What the task requires:
If "glow" shows up in a line of the material, return that line.
---- Exercise inputs
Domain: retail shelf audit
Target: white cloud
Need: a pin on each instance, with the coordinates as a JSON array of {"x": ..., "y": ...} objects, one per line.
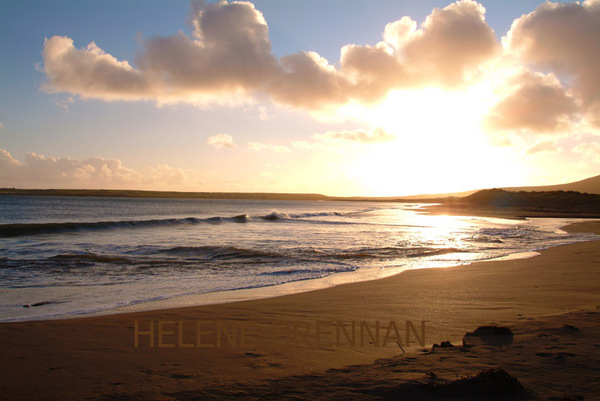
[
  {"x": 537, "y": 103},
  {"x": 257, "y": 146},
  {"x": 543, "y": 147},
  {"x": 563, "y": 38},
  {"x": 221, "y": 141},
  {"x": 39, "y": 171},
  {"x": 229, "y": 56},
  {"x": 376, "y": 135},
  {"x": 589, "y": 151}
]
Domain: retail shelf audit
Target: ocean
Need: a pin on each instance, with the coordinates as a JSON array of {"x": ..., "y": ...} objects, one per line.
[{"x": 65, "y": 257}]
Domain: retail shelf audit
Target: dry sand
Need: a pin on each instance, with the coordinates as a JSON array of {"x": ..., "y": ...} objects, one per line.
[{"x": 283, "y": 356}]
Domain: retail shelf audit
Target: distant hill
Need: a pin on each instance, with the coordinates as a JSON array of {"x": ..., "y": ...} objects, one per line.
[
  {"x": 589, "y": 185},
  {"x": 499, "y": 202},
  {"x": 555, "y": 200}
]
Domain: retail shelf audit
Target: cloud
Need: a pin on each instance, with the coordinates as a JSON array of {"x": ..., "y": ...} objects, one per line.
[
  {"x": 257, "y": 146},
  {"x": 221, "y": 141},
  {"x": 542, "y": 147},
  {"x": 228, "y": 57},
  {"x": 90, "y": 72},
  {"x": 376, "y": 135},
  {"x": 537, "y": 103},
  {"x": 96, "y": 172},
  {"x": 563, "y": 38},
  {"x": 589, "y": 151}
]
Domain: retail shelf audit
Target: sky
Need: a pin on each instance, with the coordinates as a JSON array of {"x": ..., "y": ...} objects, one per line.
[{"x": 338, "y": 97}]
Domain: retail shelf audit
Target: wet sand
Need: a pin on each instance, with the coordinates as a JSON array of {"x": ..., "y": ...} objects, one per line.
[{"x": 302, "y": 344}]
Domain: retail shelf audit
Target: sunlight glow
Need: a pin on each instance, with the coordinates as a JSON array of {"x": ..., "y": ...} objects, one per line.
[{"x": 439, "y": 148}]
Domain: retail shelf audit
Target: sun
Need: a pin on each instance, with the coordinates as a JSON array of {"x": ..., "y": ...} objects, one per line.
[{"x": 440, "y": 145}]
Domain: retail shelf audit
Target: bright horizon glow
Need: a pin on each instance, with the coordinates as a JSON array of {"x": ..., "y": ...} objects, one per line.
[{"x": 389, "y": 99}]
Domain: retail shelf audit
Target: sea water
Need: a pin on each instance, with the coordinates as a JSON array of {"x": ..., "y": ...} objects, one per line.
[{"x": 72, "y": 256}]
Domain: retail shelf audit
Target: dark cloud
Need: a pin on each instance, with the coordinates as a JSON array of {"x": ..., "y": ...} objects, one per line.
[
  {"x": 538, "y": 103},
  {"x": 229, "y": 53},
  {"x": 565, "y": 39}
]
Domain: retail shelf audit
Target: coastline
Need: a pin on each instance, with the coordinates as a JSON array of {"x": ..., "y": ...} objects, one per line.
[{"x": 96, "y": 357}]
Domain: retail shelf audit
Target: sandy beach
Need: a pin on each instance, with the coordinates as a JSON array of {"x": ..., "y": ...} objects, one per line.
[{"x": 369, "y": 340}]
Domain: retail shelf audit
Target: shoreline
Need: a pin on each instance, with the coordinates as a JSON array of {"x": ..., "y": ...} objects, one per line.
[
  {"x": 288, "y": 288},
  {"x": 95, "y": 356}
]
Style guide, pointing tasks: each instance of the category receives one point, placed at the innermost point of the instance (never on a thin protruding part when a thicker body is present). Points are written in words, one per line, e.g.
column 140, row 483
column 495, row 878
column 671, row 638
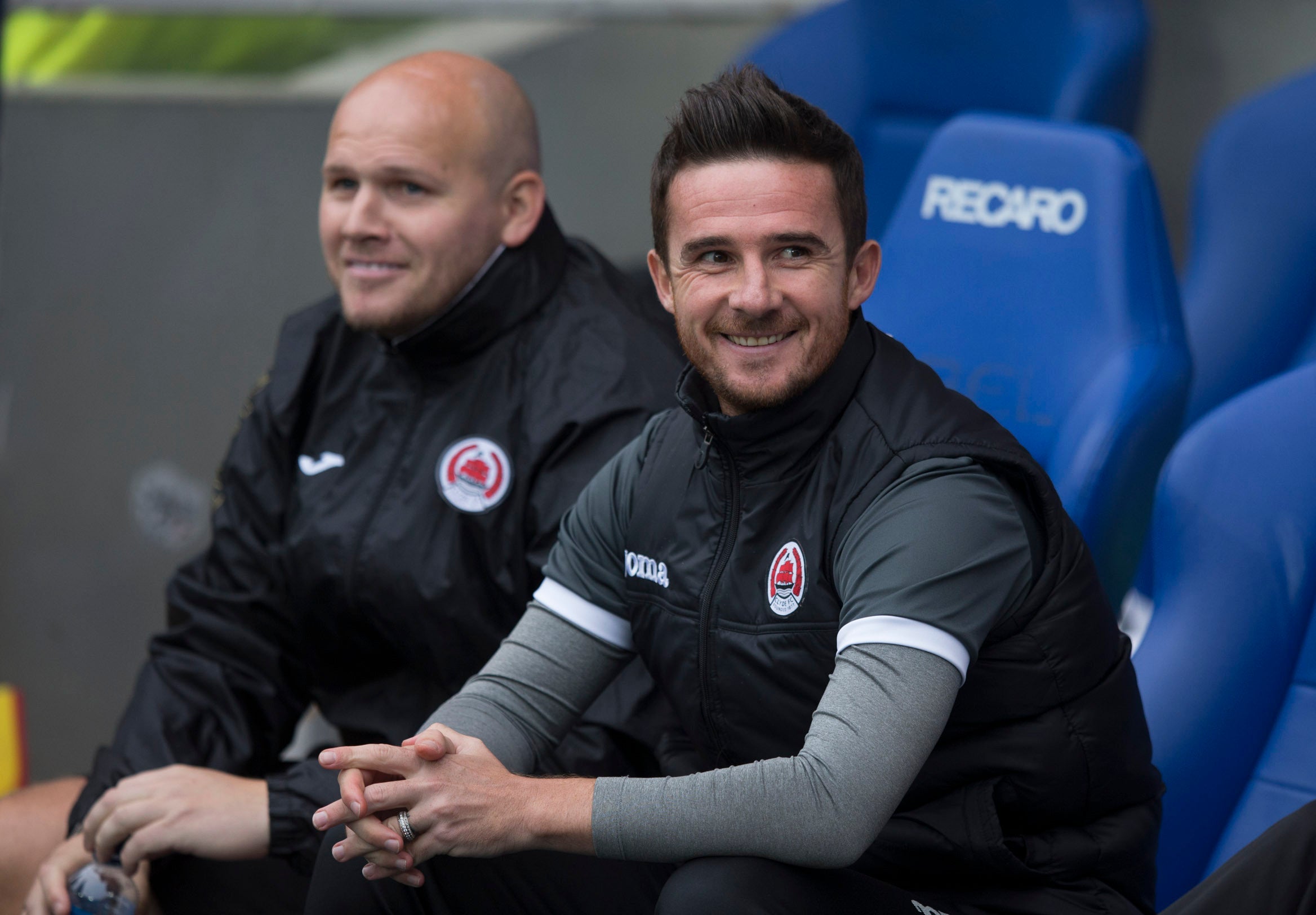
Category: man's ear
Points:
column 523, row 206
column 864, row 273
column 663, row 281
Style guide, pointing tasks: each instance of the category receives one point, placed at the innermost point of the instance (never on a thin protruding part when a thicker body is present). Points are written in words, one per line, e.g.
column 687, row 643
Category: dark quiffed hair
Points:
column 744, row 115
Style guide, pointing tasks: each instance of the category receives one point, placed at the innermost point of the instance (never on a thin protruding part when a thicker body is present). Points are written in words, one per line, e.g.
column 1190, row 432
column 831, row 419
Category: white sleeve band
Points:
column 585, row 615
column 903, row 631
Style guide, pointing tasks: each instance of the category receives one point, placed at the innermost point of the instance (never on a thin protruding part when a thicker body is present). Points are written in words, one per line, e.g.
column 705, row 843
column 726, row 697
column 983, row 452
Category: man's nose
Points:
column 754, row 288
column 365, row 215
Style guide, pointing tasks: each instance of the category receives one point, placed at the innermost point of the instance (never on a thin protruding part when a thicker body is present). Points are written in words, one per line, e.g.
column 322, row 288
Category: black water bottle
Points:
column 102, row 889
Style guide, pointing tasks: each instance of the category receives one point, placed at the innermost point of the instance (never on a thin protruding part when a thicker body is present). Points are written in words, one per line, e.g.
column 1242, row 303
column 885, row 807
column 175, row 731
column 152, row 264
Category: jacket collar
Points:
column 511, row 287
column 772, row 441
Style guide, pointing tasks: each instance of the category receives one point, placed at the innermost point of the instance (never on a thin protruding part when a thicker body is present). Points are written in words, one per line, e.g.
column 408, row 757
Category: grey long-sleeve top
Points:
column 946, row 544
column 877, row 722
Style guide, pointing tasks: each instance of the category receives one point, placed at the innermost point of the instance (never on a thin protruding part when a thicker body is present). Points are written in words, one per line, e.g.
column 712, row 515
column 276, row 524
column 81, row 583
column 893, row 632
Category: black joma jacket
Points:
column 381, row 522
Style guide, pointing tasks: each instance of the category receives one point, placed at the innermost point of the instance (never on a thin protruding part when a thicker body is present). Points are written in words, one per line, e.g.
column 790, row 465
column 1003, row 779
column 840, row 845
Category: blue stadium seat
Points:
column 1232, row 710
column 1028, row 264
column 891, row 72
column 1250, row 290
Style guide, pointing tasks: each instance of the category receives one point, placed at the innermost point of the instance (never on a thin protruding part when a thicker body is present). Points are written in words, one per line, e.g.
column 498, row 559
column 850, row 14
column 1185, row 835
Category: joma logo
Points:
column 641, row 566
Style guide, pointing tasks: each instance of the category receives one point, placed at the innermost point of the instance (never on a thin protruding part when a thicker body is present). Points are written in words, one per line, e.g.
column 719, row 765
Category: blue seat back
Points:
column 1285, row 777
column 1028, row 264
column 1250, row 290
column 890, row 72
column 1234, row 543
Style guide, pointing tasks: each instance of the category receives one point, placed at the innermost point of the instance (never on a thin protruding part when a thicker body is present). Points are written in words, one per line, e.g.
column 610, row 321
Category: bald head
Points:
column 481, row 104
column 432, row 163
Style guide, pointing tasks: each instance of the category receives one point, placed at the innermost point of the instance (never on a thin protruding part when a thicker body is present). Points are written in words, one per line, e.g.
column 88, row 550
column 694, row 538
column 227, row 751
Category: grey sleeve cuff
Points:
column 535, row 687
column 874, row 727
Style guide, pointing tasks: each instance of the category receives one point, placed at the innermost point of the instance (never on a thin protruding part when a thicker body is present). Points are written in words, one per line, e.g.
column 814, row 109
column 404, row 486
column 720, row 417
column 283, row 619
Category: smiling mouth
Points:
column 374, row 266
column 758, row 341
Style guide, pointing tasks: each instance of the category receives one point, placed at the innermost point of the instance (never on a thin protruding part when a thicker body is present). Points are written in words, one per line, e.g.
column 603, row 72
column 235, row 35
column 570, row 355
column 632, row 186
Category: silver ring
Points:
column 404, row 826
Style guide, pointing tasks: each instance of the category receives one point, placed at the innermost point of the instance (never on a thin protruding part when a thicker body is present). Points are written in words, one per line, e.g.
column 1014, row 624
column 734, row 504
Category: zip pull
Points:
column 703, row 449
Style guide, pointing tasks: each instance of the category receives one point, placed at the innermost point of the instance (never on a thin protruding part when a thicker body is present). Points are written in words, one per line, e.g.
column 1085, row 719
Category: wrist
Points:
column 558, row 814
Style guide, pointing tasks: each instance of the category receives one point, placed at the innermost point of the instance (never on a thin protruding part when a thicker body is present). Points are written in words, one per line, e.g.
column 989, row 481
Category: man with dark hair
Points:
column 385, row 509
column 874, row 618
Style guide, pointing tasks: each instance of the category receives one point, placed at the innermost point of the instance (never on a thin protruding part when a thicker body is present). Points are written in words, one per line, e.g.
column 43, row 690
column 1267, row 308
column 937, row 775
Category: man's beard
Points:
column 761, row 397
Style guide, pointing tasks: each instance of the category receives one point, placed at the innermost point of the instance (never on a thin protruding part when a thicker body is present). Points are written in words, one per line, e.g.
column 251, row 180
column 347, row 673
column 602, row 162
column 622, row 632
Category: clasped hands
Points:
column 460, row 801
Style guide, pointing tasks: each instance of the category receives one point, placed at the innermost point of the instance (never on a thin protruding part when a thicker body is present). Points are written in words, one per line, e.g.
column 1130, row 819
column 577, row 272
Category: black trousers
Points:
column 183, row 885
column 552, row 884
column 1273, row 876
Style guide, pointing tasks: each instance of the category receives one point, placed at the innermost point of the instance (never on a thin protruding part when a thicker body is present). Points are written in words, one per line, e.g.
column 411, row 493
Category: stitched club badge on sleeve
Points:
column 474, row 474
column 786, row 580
--------
Your solution:
Target: sunlight glow
Target: bright horizon glow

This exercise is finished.